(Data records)
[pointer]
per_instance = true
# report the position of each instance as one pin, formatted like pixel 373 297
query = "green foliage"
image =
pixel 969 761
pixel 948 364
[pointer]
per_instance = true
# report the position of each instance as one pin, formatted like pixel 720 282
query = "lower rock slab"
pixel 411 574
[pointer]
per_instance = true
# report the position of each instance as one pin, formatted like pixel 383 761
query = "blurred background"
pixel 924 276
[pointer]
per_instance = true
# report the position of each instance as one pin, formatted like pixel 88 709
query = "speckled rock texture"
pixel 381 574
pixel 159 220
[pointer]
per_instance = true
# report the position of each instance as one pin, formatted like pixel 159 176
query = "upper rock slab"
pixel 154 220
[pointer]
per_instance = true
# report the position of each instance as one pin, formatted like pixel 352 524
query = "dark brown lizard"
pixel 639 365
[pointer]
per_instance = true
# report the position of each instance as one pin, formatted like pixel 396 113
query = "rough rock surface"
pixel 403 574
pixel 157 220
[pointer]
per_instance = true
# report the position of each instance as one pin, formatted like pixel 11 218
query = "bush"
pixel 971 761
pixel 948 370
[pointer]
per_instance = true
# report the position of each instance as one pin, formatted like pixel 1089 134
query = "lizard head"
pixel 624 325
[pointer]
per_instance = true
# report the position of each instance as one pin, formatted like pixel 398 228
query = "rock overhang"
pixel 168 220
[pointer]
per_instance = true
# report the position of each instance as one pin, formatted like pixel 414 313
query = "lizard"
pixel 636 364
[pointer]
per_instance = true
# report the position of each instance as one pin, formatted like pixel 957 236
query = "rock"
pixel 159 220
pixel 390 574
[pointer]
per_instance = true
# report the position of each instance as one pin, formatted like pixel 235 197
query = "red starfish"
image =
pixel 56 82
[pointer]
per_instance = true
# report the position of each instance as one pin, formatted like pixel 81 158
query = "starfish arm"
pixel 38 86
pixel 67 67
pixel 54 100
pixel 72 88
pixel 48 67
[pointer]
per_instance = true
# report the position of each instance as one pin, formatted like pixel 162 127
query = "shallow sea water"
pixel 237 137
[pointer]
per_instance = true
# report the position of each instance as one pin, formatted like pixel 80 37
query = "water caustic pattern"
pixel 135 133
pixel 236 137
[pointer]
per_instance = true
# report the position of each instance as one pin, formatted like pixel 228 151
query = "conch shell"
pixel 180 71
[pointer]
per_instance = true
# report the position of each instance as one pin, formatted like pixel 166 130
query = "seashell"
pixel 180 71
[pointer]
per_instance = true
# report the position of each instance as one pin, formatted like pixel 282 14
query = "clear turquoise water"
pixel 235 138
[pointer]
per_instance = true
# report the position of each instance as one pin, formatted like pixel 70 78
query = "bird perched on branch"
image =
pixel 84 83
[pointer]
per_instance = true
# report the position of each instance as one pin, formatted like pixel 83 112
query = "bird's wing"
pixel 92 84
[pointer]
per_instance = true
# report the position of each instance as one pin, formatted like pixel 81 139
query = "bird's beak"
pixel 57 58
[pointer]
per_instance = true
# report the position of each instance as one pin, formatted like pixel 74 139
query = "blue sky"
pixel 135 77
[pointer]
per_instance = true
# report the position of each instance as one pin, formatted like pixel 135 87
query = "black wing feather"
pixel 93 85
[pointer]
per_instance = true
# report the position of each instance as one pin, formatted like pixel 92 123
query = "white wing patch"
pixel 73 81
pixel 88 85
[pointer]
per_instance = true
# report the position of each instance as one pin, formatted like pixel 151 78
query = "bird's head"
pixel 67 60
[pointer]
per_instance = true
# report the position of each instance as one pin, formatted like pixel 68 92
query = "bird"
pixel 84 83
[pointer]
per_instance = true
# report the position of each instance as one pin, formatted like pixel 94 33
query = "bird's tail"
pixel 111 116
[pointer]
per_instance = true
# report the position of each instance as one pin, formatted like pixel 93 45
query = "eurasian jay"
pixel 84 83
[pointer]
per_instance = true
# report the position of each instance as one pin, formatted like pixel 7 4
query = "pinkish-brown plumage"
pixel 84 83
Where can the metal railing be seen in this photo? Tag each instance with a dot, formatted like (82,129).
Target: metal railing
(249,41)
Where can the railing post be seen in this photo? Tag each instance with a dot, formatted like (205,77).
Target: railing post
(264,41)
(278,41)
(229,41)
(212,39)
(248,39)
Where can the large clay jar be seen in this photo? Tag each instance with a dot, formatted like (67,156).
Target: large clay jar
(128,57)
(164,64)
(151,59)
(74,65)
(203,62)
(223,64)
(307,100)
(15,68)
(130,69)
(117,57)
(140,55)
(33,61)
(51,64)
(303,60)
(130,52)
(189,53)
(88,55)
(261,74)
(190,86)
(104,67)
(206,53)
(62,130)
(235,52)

▸ **Challenge**: Convert every line of the items above into a Markdown table with the columns "No." and "Line," numbering the rows in order and omitting blank lines.

▸ **Full solution**:
| No. | Line |
|---|---|
| 1 | [pointer] |
| 2 | per_instance = true |
| 3 | # report the position of each instance as one pin, formatted like pixel 373 297 |
| 4 | query = "green foliage" |
| 5 | image = |
| 6 | pixel 969 761 |
| 7 | pixel 948 364 |
| 8 | [pointer] |
| 9 | per_instance = true |
| 10 | # report the position of each instance as one pin, formatted like pixel 720 282 |
| 11 | query = "lower rock slab" |
| 12 | pixel 411 574 |
| 13 | [pointer] |
| 14 | per_instance = true |
| 15 | # report the position of each instance as one pin, formatted like pixel 383 761 |
| 16 | query = "blurred background" |
| 17 | pixel 924 276 |
| 18 | [pointer] |
| 19 | per_instance = true |
| 20 | # report the position of each instance as one pin, formatted like pixel 88 709 |
| 21 | query = "speckled rock texture" |
| 22 | pixel 381 574 |
| 23 | pixel 159 220 |
| 24 | [pointer] |
| 25 | per_instance = true |
| 26 | # report the position of each instance as one pin, formatted like pixel 159 176 |
| 27 | query = "upper rock slab" |
| 28 | pixel 154 220 |
| 29 | [pointer] |
| 30 | per_instance = true |
| 31 | # report the position of each instance as one pin, formatted like pixel 352 524 |
| 32 | query = "dark brown lizard" |
| 33 | pixel 639 365 |
| 34 | [pointer] |
| 35 | per_instance = true |
| 36 | # report the position of each instance as one pin, formatted like pixel 396 113 |
| 37 | query = "rough rock surface" |
| 38 | pixel 403 574 |
| 39 | pixel 157 220 |
| 40 | [pointer] |
| 41 | per_instance = true |
| 42 | # report the position of each instance as one pin, formatted like pixel 11 218 |
| 43 | query = "bush" |
| 44 | pixel 971 761 |
| 45 | pixel 948 370 |
| 46 | [pointer] |
| 47 | per_instance = true |
| 48 | # report the position of each instance as one pin, formatted like pixel 1089 134 |
| 49 | query = "lizard head" |
| 50 | pixel 624 325 |
| 51 | [pointer] |
| 52 | per_instance = true |
| 53 | # report the position of each instance as one pin, formatted like pixel 398 228 |
| 54 | query = "rock overhang" |
| 55 | pixel 168 220 |
| 56 | [pointer] |
| 57 | per_instance = true |
| 58 | # report the position of each instance as one pin, formatted like pixel 414 313 |
| 59 | query = "lizard" |
| 60 | pixel 636 364 |
| 61 | [pointer] |
| 62 | per_instance = true |
| 63 | # report the position of each instance as one pin, formatted like pixel 957 236 |
| 64 | query = "rock" |
| 65 | pixel 159 220 |
| 66 | pixel 390 574 |
| 67 | [pointer] |
| 68 | per_instance = true |
| 69 | # report the position of each instance as one pin, formatted like pixel 235 197 |
| 70 | query = "red starfish" |
| 71 | image = |
| 72 | pixel 56 82 |
| 73 | [pointer] |
| 74 | per_instance = true |
| 75 | # report the position of each instance as one pin, formatted like pixel 81 158 |
| 76 | query = "starfish arm" |
| 77 | pixel 38 86 |
| 78 | pixel 67 67 |
| 79 | pixel 54 100 |
| 80 | pixel 72 88 |
| 81 | pixel 48 67 |
| 82 | [pointer] |
| 83 | per_instance = true |
| 84 | # report the position of each instance as one pin, formatted like pixel 162 127 |
| 85 | query = "shallow sea water" |
| 86 | pixel 237 137 |
| 87 | [pointer] |
| 88 | per_instance = true |
| 89 | # report the position of each instance as one pin, formatted like pixel 80 37 |
| 90 | query = "water caustic pattern" |
| 91 | pixel 135 133 |
| 92 | pixel 236 137 |
| 93 | [pointer] |
| 94 | per_instance = true |
| 95 | # report the position of each instance as one pin, formatted like pixel 228 151 |
| 96 | query = "conch shell" |
| 97 | pixel 180 71 |
| 98 | [pointer] |
| 99 | per_instance = true |
| 100 | # report the position of each instance as one pin, formatted like pixel 166 130 |
| 101 | query = "seashell" |
| 102 | pixel 180 71 |
| 103 | [pointer] |
| 104 | per_instance = true |
| 105 | # report the position of each instance as one pin, formatted like pixel 282 14 |
| 106 | query = "clear turquoise water" |
| 107 | pixel 235 138 |
| 108 | [pointer] |
| 109 | per_instance = true |
| 110 | # report the position of each instance as one pin, formatted like pixel 70 78 |
| 111 | query = "bird perched on branch" |
| 112 | image = |
| 113 | pixel 84 83 |
| 114 | [pointer] |
| 115 | per_instance = true |
| 116 | # report the position of each instance as one pin, formatted like pixel 83 112 |
| 117 | query = "bird's wing" |
| 118 | pixel 92 84 |
| 119 | [pointer] |
| 120 | per_instance = true |
| 121 | # report the position of each instance as one pin, formatted like pixel 81 139 |
| 122 | query = "bird's beak" |
| 123 | pixel 57 58 |
| 124 | [pointer] |
| 125 | per_instance = true |
| 126 | # report the position of each instance as one pin, formatted like pixel 74 139 |
| 127 | query = "blue sky" |
| 128 | pixel 135 77 |
| 129 | [pointer] |
| 130 | per_instance = true |
| 131 | # report the position of each instance as one pin, formatted like pixel 135 87 |
| 132 | query = "black wing feather" |
| 133 | pixel 93 85 |
| 134 | [pointer] |
| 135 | per_instance = true |
| 136 | # report the position of each instance as one pin, formatted like pixel 92 123 |
| 137 | query = "white wing patch" |
| 138 | pixel 73 81 |
| 139 | pixel 88 85 |
| 140 | [pointer] |
| 141 | per_instance = true |
| 142 | # report the position of each instance as one pin, formatted like pixel 151 78 |
| 143 | query = "bird's head" |
| 144 | pixel 67 60 |
| 145 | [pointer] |
| 146 | per_instance = true |
| 147 | # report the position of each instance as one pin, formatted like pixel 68 92 |
| 148 | query = "bird" |
| 149 | pixel 84 83 |
| 150 | [pointer] |
| 151 | per_instance = true |
| 152 | # report the position of each instance as one pin, formatted like pixel 94 33 |
| 153 | query = "bird's tail" |
| 154 | pixel 111 116 |
| 155 | [pointer] |
| 156 | per_instance = true |
| 157 | # report the position of each instance as one pin, formatted like pixel 93 45 |
| 158 | query = "eurasian jay" |
| 159 | pixel 84 83 |
| 160 | [pointer] |
| 161 | per_instance = true |
| 162 | # report the position of each instance as one pin, formatted like pixel 7 4 |
| 163 | query = "pinkish-brown plumage" |
| 164 | pixel 84 83 |
| 165 | Where can the metal railing be seen in this photo? Tag each instance with a dot, formatted like (82,129). |
| 166 | Target: metal railing |
| 167 | (249,41) |
| 168 | Where can the railing post be seen in this photo? Tag each instance with a dot, formatted like (205,77). |
| 169 | Target: railing post |
| 170 | (264,41) |
| 171 | (278,41) |
| 172 | (229,41) |
| 173 | (212,39) |
| 174 | (248,39) |
| 175 | Where can the large clay jar be seen in this photo? Tag each instance with a dot, formatted like (67,156). |
| 176 | Target: large clay jar |
| 177 | (128,57) |
| 178 | (164,64) |
| 179 | (151,59) |
| 180 | (74,65) |
| 181 | (203,62) |
| 182 | (223,64) |
| 183 | (307,100) |
| 184 | (15,68) |
| 185 | (130,69) |
| 186 | (117,57) |
| 187 | (140,55) |
| 188 | (33,61) |
| 189 | (51,64) |
| 190 | (303,60) |
| 191 | (130,52) |
| 192 | (189,53) |
| 193 | (88,55) |
| 194 | (261,74) |
| 195 | (190,86) |
| 196 | (104,67) |
| 197 | (206,53) |
| 198 | (62,130) |
| 199 | (235,52) |